=== Study text ===
For a most thorough and enlightening discussion of women’s place among the earliest followers of Jesus, I highly recommend Elizabeth Schussler Fiorenza’s In Memory of Her: A Feminist Theological Reconstruction of Christian Origins.

In regard to gender relations, Jesus seems to have gone quite far in placing the last first. Over and over again, it is women who seem to really know who Jesus is, while the male disciples are consistently obtuse. One thinks of Martha’s anointing in John 12, the woman who washes Jesus’ feet with her hair in Luke 7, and the little group who traveled with him and the twelve in the very early days, who provided them all with financial support (Luke 8:1-4).

In many cases, these women were doubly marginalized by some other condition, either poverty or spirit possession. Luke says these female ‘angel investors’ were “women who had been cured of evil spirits and diseases.” See Stevan L. Davies’s Jesus the Healer for a fascinating discussion, building on the work of Franz Fanon (The Wretched of the Earth), of spirit possession as a strategy of survival for women in abusive family situations and how Jesus may have rescued Mary Magdalene and the others from such relationships.

The other significant political aspect of the crucifixion and resurrection is the collapse of whatever overtly political expectations Jesus may have had for the kingdom of God. We tend to take the subsequent spiritualization of the kingdom of God for granted, but it’s not clear that Jesus had no overtly political ambitions at all. The evangelists are at pains to put a spiritualizing spin on Jesus’ claims for the kingdom during the trial, but the gospels were written a generation later, after a disastrous war with Rome, under active if sporadic imperial and local persecution. You were simply conforming to reality when you were yourself put on trial if you claimed that you only sought a spiritual kingdom.

But if Jesus was not concerned with the actual overthrow of Roman rule and the replacement of the empire’s puppets in Jerusalem, and with making the first last and the last first, what was the little apocalyptic sermon in Mark 13 and the other gospels all about? Why stage these provocative demonstrations at the city gate and inside the temple precincts? Why prophecy the utter destruction of the temple? Why buy two swords?

I believe it all hinges on what Jesus was praying for in Gethsemane. When we read “Father, if you are willing, take this cup from me”, we tend to think Jesus saw the torture and death that awaited him and felt fear; but what if the Father had answered with a ‘yes’? So Jesus isn’t tortured and crucified. But what happens instead? What was Jesus really praying for?

We’ll return to this question in some afterthoughts later this week. The fact is that the answer was no. And with Jesus’ death, his hopes for some other outcome died, as well. Whatever political dimension that outcome might have had foundered and the disciples were left to figure out: what now? That took them awhile.

They did not even recognize right away that the dream they had been pursuing and the figure who had led them were still alive. Several of the first witnesses of the resurrection do not even recognize Jesus when they see him. People like Mary, who had been his intimate for years, look straight at him and do not recognize him. Two fellows travel on the road to Emmaus for hours discussing the fateful events that have just taken place with the very man himself and don’t recognize him until they sit down to eat. What’s with that? Another thing we’ll discuss in the afterthoughts.
=== Data extract ===
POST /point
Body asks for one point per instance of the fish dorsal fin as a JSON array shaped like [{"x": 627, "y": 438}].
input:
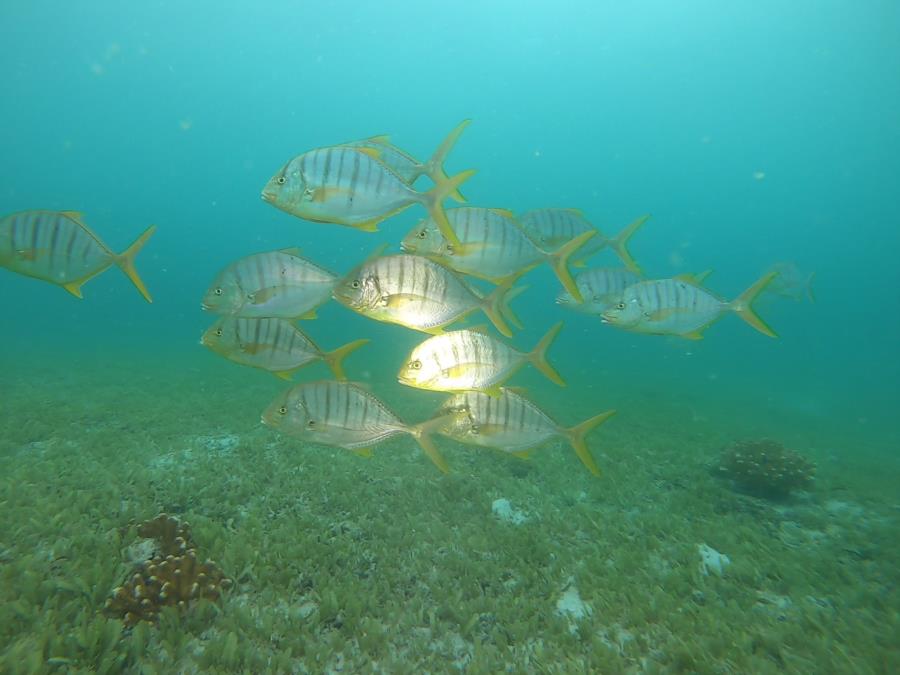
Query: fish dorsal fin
[
  {"x": 693, "y": 279},
  {"x": 77, "y": 216}
]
===
# What to work on
1. Rewrite the essay on Jesus and his followers from "We’ll return to" up to and including "took them awhile.", putting "followers" in place of "disciples".
2. Answer these questions from the essay on Jesus and his followers.
(a) Which chapter of Luke tells of the woman who washes Jesus' feet with her hair?
(b) What is the title of the book by Stevan L. Davies that the essay recommends?
(c) On what road do two fellows travel while discussing recent events with Jesus?
The records have no connection to the essay on Jesus and his followers.

# Answers to the tasks
1.
We’ll return to this question in some afterthoughts later this week. The fact is that the answer was no. And with Jesus’ death, his hopes for some other outcome died, as well. Whatever political dimension that outcome might have had foundered and the followers were left to figure out: what now? That took them awhile.

2.
(a) Luke 7
(b) Jesus the Healer
(c) The road to Emmaus